*Quoted passage:*
[Begin]

What are the benefits of purchasing a solar system vs. leasing one? In this article we will take an unbiased look at both options and help you, the homeowner, to get a better sense of what`s the better choice in your particular situation.

It`s more than six years since SunRun introduced “zero-down” payment schemes for solar. Third-party ownership has turned out to be a complete game changer for the solar industry. The company recently announced a growth of 80% in California in only one year.[1] Another study revealed that more than 70% of Californians who go solar prefer third-party ownership.[2] Similar numbers can be found in other sunny states across the country as well.

You save more money by buying

There is more money to save (in the long run) if you purchase a solar system in cash. As the owner of the solar system, you receive all the rebates (in some areas up to $6,000 per kilowatt), the 30% tax credit and the additional SREC income that your new solar panels produce.

Loaning is usually wiser than leasing. Most homeowners finance their solar panels through a home equity loan or a second mortgage. Many solar installers offer long-term financing at very affordable rates. If you were financing through a loan that is equivalent to a typical solar lease, you would be paying somewhere between 8-20% in interests (usually tax deductible).

Solar panels will increase your home value

How much is the big question. Here`s a rough estimation to give you an idea of what quantities we`re talking about: A solar system that is producing $1,500 in annual savings with a prevailing fixed mortgage rate of 5% would increase your home value somewhere around $30,000 ($1,500/0.05).

A study conducted by National Renewable Energy Laboratory (NREL) concluded that homes with solar panels sell 20% faster and for 17% more money.[3]

A lease is not an investment

I often advice people to look at purchasing a solar system as a long-term investment. I want to emphasize that a solar lease is not an investment – you do not have ownership of the solar system itself (you have no assets). A solar lease is a long-term year commitment to 10-20 years of lease payments. When would you financially commit yourself to rent a home for 10-20 years?

[End]

*Data listing:*

[Begin]

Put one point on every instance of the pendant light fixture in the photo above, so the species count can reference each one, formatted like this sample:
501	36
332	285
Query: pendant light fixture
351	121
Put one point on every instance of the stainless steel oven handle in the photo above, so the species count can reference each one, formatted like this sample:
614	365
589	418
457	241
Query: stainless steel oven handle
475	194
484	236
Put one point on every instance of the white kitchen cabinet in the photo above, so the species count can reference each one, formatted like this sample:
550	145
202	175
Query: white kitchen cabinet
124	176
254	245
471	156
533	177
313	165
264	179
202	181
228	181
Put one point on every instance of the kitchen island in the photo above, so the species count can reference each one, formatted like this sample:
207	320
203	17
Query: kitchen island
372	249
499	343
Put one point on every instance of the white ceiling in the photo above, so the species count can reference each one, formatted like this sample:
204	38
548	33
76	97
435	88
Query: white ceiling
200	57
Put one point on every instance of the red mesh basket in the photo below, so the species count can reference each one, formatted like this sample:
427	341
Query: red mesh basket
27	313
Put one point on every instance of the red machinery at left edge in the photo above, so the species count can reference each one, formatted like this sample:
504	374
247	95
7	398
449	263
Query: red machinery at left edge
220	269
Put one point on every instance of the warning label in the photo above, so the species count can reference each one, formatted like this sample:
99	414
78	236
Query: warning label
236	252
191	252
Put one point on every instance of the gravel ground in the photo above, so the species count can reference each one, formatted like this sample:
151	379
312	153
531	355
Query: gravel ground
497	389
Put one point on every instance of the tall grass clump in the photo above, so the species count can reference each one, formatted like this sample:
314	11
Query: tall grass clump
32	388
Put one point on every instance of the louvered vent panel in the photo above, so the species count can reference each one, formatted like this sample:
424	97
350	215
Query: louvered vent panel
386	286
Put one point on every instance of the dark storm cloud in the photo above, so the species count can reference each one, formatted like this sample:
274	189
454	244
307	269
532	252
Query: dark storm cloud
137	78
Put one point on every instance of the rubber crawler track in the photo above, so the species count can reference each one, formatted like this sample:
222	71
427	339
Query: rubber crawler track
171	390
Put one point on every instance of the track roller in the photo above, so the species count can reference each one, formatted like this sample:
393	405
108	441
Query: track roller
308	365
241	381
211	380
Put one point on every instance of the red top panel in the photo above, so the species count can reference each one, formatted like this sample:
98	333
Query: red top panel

[End]

*Requirement:*
Answer these questions using the article on buying versus leasing solar.
1. What share of Californians who go solar prefer third-party ownership?
2. What percentage tax credit does the owner of a solar system receive?
3. According to the NREL study, how much faster do homes with solar panels sell?

*Solved problem:*
1. More than 70%
2. 30%
3. 20% faster